*Work order*: Copy the lines exactly. Begin at the first line of the data and stop after the line with "Pass-network tagging: label the submerged".

*Provided material*:

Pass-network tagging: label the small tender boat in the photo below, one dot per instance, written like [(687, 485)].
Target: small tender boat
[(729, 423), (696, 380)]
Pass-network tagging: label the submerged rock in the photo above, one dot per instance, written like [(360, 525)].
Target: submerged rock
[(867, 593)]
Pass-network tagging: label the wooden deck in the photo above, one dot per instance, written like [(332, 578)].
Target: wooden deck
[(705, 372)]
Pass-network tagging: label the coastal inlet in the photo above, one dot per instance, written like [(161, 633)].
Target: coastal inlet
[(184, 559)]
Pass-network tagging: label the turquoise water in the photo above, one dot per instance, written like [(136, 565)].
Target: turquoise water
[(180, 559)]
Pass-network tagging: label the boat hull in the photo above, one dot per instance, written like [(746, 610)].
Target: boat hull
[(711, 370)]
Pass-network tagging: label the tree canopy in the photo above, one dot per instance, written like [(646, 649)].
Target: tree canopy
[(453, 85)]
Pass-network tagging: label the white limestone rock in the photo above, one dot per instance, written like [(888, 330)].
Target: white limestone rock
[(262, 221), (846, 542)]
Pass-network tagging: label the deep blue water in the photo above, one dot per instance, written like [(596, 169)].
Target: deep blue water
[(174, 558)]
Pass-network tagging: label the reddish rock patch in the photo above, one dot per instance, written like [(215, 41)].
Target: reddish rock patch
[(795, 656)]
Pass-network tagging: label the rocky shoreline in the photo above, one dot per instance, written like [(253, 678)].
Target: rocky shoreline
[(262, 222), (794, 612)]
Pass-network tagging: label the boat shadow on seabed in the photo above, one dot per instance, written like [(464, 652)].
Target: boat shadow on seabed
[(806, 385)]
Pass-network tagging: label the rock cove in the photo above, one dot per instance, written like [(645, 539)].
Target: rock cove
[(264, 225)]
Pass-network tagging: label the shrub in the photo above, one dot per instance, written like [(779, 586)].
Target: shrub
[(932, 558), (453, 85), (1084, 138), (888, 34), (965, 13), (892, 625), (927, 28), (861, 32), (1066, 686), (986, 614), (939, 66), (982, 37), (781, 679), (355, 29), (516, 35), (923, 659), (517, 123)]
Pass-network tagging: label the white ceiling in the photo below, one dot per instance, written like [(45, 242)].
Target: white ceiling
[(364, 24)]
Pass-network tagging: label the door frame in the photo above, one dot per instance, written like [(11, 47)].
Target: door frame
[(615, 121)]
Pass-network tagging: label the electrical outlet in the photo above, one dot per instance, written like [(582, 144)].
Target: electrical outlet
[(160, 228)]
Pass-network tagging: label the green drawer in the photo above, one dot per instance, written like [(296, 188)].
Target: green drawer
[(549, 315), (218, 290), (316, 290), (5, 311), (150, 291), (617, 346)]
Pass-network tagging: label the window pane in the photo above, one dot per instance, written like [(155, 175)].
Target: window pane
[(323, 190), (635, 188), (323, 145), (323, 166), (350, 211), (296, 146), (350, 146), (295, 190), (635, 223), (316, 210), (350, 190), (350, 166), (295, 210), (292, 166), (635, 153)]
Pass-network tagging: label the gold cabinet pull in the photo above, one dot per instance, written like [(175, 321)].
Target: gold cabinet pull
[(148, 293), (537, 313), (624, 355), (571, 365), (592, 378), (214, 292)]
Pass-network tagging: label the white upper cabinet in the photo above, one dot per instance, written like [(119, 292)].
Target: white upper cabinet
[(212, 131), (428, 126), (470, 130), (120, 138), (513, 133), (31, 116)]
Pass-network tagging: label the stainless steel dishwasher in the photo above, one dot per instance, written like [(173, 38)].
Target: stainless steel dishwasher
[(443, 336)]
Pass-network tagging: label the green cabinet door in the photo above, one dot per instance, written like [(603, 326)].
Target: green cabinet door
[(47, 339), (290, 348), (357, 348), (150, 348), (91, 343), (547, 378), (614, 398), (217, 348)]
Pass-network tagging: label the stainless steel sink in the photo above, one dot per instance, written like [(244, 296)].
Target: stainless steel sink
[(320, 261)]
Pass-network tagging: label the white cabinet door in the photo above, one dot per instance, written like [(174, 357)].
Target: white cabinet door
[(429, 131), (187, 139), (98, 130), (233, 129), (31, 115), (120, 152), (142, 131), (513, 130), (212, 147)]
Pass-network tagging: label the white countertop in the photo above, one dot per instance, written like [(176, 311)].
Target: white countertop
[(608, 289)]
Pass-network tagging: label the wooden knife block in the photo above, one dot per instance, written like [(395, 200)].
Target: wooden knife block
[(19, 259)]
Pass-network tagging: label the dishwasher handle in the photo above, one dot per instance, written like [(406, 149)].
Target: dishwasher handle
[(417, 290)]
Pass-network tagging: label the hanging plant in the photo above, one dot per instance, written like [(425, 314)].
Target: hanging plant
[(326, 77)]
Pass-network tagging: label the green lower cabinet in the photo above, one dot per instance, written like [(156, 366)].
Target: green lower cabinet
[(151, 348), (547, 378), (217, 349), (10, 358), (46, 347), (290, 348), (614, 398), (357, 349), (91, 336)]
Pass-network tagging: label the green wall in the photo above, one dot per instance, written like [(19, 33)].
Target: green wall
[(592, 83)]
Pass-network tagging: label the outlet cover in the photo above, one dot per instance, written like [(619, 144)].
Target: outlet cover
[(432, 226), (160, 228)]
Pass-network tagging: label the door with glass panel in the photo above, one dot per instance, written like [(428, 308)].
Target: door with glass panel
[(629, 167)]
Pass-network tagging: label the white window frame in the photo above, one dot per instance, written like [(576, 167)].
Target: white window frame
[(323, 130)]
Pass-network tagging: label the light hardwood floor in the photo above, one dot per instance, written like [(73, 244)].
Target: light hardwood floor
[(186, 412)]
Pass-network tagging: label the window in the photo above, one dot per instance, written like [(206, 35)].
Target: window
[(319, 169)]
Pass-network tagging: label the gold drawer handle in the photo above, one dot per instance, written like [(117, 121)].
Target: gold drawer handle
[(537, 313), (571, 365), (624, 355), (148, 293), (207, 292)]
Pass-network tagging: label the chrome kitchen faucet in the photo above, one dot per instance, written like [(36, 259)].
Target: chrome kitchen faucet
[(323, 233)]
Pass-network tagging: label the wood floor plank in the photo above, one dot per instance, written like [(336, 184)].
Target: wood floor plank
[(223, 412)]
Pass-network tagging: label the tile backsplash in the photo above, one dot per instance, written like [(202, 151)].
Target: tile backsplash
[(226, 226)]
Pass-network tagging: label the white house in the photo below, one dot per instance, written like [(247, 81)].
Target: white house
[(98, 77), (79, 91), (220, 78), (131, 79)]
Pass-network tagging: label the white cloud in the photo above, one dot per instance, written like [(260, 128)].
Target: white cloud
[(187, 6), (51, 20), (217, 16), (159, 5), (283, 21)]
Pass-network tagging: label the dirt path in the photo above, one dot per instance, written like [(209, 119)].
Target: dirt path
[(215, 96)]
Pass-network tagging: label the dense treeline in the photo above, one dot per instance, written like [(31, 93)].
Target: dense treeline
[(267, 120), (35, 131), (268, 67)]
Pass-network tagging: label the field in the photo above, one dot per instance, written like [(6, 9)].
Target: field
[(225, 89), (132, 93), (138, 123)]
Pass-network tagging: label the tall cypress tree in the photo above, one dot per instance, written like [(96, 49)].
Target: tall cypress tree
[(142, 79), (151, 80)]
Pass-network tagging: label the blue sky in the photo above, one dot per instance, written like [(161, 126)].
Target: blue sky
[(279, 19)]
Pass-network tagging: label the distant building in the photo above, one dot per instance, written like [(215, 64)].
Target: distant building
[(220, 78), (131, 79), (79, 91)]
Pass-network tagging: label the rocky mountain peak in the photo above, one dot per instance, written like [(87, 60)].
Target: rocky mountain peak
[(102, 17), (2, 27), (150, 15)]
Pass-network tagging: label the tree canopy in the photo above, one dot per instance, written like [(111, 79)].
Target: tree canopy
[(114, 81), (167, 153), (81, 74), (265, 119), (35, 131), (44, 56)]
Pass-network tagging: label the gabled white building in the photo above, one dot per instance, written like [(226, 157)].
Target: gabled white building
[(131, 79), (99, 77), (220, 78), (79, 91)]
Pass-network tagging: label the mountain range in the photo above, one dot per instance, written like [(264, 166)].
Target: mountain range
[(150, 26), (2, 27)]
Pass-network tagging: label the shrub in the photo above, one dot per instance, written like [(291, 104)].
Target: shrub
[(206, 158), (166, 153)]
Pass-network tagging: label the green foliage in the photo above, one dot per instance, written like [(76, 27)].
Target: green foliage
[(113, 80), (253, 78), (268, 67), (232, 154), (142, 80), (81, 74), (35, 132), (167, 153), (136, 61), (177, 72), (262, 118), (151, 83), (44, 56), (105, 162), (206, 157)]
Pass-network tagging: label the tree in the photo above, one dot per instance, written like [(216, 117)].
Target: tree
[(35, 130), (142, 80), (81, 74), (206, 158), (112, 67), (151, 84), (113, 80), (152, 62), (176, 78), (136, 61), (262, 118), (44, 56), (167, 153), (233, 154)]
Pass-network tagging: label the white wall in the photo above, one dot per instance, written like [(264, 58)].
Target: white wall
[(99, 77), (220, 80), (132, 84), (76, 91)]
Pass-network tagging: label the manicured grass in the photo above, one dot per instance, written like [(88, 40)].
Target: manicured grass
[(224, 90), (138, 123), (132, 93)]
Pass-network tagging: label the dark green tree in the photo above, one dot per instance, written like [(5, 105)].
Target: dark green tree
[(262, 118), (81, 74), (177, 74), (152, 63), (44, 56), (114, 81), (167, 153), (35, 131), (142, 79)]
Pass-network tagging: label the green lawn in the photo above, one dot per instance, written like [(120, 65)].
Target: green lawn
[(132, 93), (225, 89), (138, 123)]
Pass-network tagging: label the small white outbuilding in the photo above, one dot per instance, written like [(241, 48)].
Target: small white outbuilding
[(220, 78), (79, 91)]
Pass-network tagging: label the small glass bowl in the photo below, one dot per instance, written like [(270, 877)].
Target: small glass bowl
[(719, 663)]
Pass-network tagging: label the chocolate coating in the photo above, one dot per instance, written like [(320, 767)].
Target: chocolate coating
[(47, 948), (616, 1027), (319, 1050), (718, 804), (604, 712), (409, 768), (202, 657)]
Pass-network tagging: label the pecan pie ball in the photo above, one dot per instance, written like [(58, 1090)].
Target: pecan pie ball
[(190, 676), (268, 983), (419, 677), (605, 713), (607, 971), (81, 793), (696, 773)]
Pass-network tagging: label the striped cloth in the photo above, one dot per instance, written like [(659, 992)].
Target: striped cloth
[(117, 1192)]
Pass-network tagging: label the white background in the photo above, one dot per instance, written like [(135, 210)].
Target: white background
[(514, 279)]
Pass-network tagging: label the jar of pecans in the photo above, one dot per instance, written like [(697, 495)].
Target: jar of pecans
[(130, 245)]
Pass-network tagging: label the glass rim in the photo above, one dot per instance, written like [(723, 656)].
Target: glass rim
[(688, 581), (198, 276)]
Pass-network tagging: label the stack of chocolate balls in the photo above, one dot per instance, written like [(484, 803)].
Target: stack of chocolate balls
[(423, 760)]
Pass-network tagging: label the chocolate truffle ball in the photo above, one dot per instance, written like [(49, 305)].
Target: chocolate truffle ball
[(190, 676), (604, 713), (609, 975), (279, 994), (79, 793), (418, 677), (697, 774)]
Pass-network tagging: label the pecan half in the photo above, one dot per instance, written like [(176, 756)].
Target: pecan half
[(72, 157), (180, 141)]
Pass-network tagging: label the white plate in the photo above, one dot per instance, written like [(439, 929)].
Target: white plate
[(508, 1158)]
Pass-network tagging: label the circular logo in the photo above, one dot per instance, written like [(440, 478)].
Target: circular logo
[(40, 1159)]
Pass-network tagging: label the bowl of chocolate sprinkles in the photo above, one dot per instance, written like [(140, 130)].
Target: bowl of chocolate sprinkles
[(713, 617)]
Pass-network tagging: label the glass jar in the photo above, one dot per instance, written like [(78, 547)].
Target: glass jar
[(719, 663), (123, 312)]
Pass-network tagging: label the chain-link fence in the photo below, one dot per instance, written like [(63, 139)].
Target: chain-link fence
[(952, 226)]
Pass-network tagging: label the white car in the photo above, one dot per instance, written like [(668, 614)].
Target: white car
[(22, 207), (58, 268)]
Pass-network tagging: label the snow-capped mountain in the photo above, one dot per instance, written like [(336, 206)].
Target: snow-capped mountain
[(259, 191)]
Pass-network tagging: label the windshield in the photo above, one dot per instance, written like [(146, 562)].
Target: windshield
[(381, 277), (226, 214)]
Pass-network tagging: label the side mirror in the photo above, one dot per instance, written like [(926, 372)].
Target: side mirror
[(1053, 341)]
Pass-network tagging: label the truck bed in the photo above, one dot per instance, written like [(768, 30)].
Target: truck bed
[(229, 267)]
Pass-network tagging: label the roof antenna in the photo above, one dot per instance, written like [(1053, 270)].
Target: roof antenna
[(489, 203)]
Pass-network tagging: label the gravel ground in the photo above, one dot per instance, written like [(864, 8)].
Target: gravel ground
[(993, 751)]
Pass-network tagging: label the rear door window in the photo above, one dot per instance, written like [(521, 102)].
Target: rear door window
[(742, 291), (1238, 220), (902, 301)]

*Solution for this problem*:
Pass-network tagging: label the small tender boat in the photo below, one dot per instance, written like [(687, 485)].
Target: small tender boat
[(729, 423), (696, 380)]
Pass-network tagging: label the submerged rock in the photo above, one dot per instance, written like [(360, 525)].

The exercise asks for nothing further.